Records from a data collection
--- --- ---

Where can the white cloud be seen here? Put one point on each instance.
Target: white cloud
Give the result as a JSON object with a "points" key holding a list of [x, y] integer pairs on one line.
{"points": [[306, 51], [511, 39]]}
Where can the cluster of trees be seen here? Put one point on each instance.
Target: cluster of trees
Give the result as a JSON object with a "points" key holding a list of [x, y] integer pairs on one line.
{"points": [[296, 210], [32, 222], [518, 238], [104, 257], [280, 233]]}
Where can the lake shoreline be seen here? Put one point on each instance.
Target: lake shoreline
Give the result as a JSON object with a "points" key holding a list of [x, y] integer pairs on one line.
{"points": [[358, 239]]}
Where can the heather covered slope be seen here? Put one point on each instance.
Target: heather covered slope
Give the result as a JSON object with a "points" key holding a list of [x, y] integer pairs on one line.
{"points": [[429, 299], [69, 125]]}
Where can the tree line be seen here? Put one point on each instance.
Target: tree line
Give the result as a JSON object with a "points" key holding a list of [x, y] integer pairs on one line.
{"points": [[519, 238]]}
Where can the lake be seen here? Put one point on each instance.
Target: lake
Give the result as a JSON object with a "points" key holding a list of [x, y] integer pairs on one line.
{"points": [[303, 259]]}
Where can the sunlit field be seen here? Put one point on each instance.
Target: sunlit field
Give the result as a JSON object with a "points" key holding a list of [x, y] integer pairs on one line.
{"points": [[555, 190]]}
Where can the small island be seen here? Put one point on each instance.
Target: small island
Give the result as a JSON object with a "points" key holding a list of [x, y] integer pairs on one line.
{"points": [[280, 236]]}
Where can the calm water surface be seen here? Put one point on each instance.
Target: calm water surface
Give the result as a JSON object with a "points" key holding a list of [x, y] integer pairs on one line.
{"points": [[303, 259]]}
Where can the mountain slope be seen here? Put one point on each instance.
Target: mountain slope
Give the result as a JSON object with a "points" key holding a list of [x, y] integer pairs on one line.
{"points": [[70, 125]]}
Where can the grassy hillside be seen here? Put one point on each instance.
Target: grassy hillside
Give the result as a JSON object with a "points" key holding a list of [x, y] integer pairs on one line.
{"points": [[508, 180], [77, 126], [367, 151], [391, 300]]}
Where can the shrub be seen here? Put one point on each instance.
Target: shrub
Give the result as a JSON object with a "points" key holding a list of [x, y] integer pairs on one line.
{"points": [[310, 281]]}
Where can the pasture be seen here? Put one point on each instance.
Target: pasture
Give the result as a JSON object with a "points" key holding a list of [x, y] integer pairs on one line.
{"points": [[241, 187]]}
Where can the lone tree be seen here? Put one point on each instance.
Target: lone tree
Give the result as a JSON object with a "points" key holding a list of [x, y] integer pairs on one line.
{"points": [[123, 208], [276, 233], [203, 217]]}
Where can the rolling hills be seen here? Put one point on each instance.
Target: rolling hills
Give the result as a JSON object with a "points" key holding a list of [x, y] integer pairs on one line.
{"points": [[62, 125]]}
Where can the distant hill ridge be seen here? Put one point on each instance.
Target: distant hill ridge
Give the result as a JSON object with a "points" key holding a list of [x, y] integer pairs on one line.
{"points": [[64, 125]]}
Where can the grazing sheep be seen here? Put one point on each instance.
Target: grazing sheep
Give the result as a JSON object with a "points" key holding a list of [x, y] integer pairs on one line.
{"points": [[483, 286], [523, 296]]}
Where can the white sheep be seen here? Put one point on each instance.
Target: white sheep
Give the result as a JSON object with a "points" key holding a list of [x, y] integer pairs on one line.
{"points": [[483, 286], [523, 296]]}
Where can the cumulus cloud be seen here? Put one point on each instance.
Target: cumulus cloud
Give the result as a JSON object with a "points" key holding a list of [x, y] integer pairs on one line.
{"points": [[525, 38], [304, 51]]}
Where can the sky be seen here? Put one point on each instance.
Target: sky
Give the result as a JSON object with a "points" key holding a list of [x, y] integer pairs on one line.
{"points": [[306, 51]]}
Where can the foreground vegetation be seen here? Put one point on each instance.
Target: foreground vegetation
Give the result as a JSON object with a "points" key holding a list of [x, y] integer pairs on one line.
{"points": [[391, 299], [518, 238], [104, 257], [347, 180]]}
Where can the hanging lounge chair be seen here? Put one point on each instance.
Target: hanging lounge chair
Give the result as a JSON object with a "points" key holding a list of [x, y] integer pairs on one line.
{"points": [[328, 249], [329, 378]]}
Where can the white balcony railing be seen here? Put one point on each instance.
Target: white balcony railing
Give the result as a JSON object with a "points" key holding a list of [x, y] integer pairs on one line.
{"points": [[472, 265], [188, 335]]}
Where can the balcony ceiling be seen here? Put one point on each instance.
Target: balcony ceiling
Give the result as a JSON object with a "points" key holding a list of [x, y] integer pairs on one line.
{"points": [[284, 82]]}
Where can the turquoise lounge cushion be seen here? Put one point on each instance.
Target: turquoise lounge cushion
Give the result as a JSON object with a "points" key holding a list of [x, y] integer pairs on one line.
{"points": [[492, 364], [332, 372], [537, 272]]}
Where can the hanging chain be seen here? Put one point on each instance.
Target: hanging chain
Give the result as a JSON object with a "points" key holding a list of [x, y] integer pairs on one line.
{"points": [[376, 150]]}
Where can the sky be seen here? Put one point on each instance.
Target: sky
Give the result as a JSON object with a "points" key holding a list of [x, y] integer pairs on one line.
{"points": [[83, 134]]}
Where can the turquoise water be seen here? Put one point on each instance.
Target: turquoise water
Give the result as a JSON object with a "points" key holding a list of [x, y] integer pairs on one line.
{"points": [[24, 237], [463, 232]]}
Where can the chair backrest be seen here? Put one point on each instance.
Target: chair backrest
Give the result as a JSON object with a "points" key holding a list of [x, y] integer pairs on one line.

--- --- ---

**WHAT IS EXPECTED:** Your output must be the exact lines from the one containing "Where can the chair" through the end of the data above, both included, and nothing more.

**RESULT OF THIS TASK:**
Where can the chair backrest be seen here? Put one point on each instance.
Target: chair backrest
Give the result as a JSON object with a "points" key holding a list of [x, y] integer pairs on one line.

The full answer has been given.